BEGIN

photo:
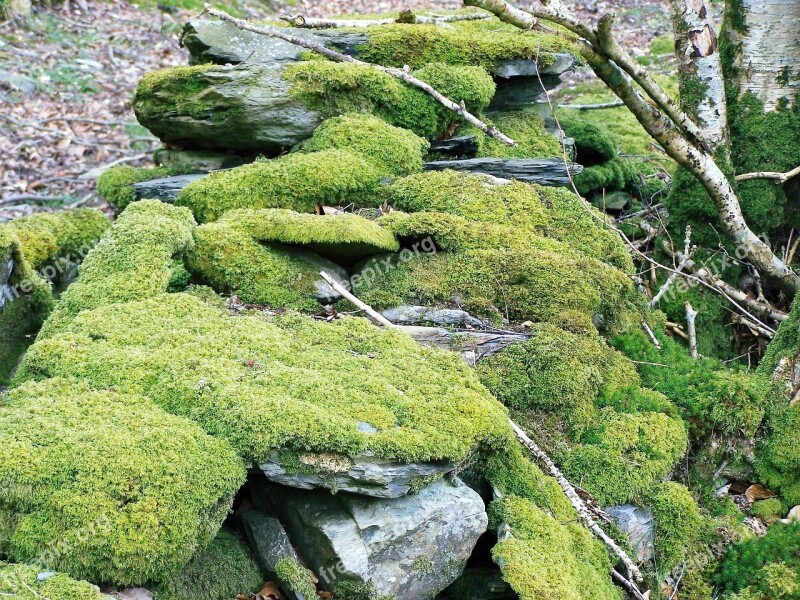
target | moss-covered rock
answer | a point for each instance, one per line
(344, 163)
(133, 260)
(292, 382)
(221, 571)
(22, 582)
(104, 485)
(116, 184)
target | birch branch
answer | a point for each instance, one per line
(577, 502)
(401, 74)
(371, 312)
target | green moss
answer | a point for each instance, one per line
(556, 371)
(543, 558)
(133, 260)
(340, 236)
(115, 185)
(221, 571)
(296, 578)
(677, 523)
(337, 88)
(396, 151)
(106, 486)
(21, 582)
(290, 382)
(468, 43)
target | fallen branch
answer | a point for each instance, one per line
(371, 312)
(401, 74)
(691, 314)
(577, 503)
(779, 177)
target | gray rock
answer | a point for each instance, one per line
(242, 108)
(411, 547)
(639, 526)
(362, 474)
(164, 189)
(424, 314)
(196, 161)
(532, 170)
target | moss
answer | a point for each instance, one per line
(21, 582)
(221, 571)
(468, 43)
(340, 236)
(336, 88)
(556, 371)
(624, 455)
(396, 151)
(543, 558)
(296, 578)
(133, 260)
(677, 523)
(289, 382)
(106, 486)
(115, 185)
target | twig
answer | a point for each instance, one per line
(691, 314)
(779, 177)
(577, 502)
(401, 74)
(371, 312)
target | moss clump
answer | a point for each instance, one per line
(677, 523)
(116, 184)
(296, 578)
(233, 261)
(477, 43)
(106, 486)
(344, 163)
(341, 236)
(21, 582)
(337, 88)
(763, 567)
(221, 571)
(543, 558)
(290, 382)
(396, 151)
(557, 371)
(133, 260)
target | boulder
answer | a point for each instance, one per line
(360, 474)
(408, 547)
(639, 526)
(544, 171)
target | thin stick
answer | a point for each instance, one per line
(576, 501)
(691, 314)
(401, 74)
(371, 312)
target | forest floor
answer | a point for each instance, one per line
(67, 78)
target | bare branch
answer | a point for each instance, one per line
(399, 73)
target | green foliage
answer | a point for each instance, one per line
(545, 558)
(115, 185)
(220, 571)
(344, 163)
(289, 382)
(96, 494)
(677, 523)
(485, 44)
(21, 583)
(337, 88)
(624, 454)
(133, 260)
(764, 567)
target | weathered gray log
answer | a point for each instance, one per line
(164, 189)
(543, 171)
(244, 108)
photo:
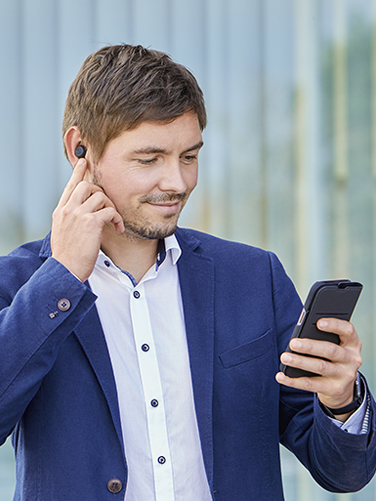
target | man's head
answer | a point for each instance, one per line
(119, 87)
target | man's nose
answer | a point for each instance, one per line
(172, 178)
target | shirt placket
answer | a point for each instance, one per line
(154, 402)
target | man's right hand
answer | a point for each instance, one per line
(78, 221)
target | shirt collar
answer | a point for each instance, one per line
(164, 246)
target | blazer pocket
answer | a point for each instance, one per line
(247, 352)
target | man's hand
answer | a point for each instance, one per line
(78, 221)
(335, 387)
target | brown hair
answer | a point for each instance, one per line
(120, 86)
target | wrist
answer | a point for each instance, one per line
(348, 409)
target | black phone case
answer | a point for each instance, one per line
(331, 299)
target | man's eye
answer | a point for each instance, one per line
(190, 158)
(147, 161)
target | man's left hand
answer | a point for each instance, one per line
(335, 386)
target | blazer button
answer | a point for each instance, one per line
(114, 485)
(63, 304)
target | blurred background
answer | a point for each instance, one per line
(289, 162)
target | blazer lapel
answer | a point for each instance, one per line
(90, 334)
(196, 274)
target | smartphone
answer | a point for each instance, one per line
(330, 299)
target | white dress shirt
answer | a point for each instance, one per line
(145, 333)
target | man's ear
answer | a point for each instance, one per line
(72, 139)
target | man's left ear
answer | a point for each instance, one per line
(73, 144)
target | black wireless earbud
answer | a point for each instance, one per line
(80, 151)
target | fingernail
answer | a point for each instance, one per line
(295, 344)
(286, 358)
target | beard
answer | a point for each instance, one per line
(138, 226)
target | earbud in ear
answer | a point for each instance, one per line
(80, 151)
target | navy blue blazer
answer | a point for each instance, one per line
(58, 396)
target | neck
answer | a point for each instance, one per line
(131, 254)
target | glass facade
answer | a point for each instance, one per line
(289, 162)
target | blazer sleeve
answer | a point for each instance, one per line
(337, 460)
(33, 324)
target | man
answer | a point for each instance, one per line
(138, 360)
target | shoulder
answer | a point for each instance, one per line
(219, 248)
(17, 267)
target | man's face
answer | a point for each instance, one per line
(149, 173)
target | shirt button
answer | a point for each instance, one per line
(114, 485)
(63, 304)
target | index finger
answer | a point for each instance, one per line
(343, 328)
(76, 177)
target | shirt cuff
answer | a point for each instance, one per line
(357, 423)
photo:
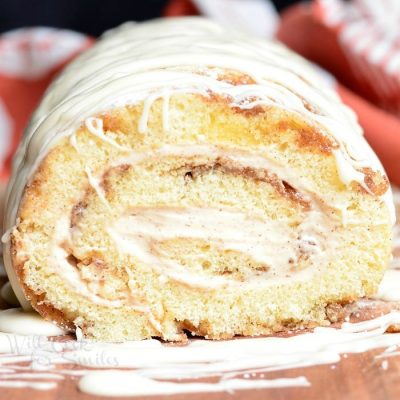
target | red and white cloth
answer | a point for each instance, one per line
(369, 33)
(29, 59)
(365, 72)
(328, 32)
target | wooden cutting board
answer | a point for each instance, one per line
(356, 376)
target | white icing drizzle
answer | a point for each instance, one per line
(94, 183)
(15, 320)
(145, 62)
(118, 383)
(152, 368)
(95, 127)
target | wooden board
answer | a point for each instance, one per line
(356, 376)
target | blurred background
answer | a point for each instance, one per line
(354, 46)
(87, 16)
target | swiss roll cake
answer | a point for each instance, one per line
(180, 178)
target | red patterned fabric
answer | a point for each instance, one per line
(29, 59)
(320, 32)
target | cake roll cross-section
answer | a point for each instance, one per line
(180, 177)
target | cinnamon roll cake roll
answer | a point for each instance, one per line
(179, 177)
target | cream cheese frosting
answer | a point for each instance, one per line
(145, 62)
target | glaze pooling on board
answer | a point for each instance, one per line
(150, 361)
(150, 367)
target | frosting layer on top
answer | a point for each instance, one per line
(146, 61)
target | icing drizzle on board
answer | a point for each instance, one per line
(31, 359)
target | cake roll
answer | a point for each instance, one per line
(180, 178)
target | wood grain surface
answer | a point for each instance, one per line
(356, 376)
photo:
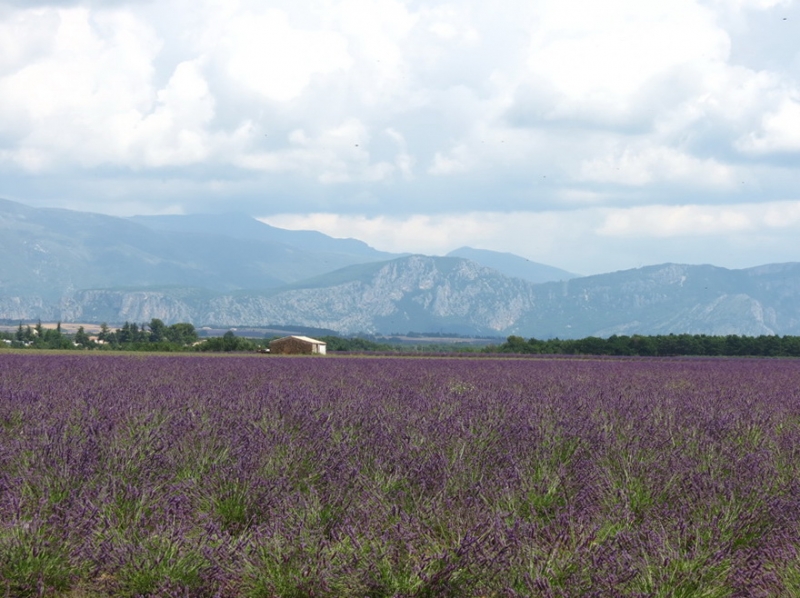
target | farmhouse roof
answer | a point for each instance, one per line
(304, 338)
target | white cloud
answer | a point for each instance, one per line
(699, 220)
(397, 106)
(337, 155)
(597, 57)
(780, 130)
(643, 164)
(269, 56)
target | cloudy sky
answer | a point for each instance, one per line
(593, 136)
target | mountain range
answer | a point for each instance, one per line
(233, 270)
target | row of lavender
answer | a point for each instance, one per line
(240, 476)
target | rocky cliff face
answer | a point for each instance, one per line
(430, 294)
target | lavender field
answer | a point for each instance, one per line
(289, 477)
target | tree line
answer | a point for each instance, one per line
(658, 345)
(152, 336)
(157, 336)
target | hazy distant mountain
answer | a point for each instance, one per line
(235, 271)
(440, 294)
(50, 252)
(241, 226)
(513, 265)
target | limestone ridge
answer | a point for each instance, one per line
(70, 266)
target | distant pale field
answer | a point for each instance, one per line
(68, 328)
(155, 475)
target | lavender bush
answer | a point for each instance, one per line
(288, 477)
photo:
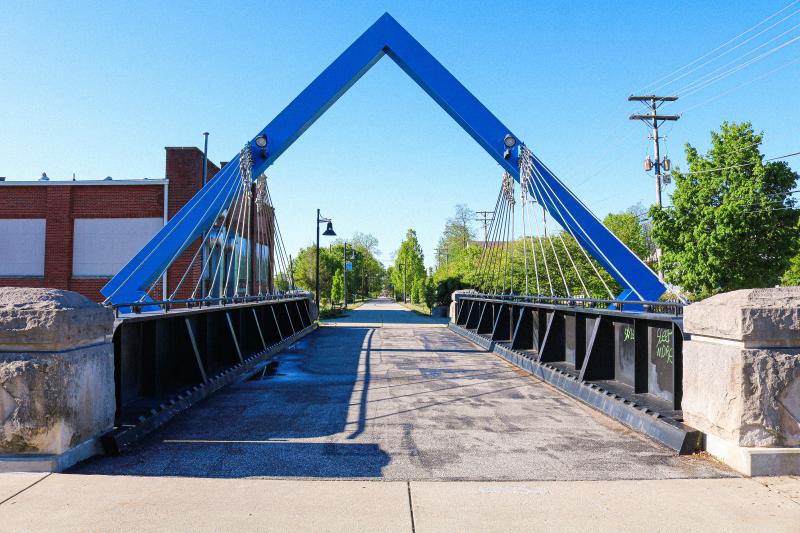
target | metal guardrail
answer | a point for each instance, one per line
(668, 308)
(198, 303)
(165, 361)
(625, 362)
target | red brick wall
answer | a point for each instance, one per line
(185, 175)
(60, 205)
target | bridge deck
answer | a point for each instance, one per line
(387, 395)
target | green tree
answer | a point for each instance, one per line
(457, 235)
(732, 223)
(428, 295)
(792, 274)
(409, 262)
(337, 287)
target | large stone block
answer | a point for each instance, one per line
(749, 397)
(56, 371)
(756, 317)
(741, 377)
(51, 402)
(50, 320)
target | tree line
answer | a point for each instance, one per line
(365, 279)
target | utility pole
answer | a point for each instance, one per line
(404, 280)
(344, 272)
(653, 120)
(485, 217)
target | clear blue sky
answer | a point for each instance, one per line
(100, 88)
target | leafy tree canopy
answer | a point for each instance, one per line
(733, 222)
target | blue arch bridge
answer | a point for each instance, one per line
(607, 338)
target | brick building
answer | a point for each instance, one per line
(76, 235)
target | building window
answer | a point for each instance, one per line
(22, 247)
(102, 246)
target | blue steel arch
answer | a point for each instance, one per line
(385, 37)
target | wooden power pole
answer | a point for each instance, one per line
(654, 120)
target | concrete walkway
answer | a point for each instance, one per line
(64, 502)
(384, 312)
(399, 426)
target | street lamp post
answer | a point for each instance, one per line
(344, 272)
(329, 233)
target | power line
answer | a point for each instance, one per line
(742, 56)
(723, 93)
(693, 88)
(653, 84)
(726, 52)
(738, 166)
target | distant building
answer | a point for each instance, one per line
(76, 235)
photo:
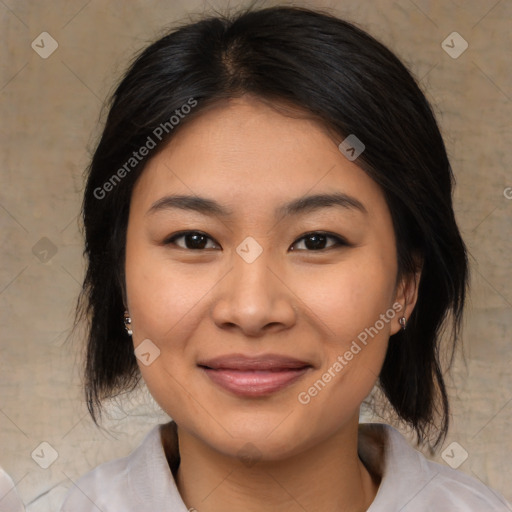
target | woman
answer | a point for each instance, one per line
(270, 233)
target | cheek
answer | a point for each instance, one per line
(350, 297)
(163, 297)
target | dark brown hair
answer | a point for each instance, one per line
(355, 85)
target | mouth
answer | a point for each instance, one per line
(254, 376)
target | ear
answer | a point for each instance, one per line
(406, 295)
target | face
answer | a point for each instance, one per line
(260, 318)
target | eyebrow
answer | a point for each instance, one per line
(297, 206)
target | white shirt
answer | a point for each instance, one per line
(143, 481)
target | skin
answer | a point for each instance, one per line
(305, 303)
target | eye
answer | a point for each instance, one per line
(316, 241)
(194, 240)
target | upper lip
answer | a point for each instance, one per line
(262, 362)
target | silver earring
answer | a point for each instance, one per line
(128, 323)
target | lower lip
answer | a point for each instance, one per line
(254, 383)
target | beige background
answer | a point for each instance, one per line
(49, 112)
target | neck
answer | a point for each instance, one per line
(328, 477)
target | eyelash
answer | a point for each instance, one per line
(339, 240)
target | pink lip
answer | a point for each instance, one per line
(254, 376)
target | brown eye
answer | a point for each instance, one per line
(317, 241)
(193, 240)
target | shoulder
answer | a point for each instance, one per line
(131, 483)
(412, 483)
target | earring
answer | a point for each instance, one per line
(127, 323)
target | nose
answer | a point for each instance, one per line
(254, 298)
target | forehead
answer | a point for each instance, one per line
(245, 152)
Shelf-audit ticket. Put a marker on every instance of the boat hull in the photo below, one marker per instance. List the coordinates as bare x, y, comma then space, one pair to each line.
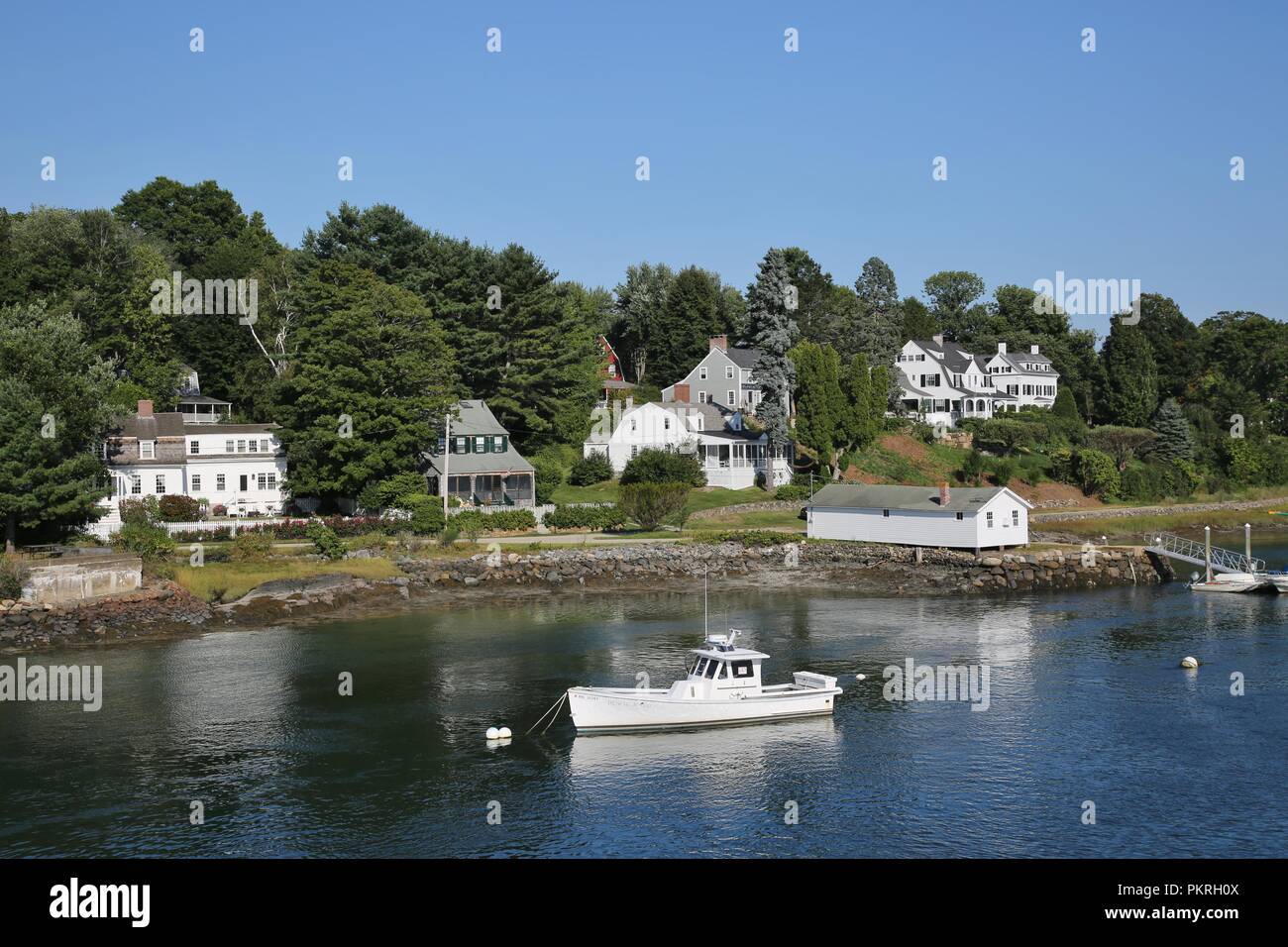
604, 710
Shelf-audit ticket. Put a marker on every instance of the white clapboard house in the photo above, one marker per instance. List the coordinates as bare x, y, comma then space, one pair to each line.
241, 467
951, 517
732, 457
943, 382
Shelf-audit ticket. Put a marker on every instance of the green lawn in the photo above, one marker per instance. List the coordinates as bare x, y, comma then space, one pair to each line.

END

• _AIM OF THE EXERCISE_
Set out every line from the material that contains the string "arch".

• _WRITTEN ANSWER_
target | blue arch bridge
target | blue steel arch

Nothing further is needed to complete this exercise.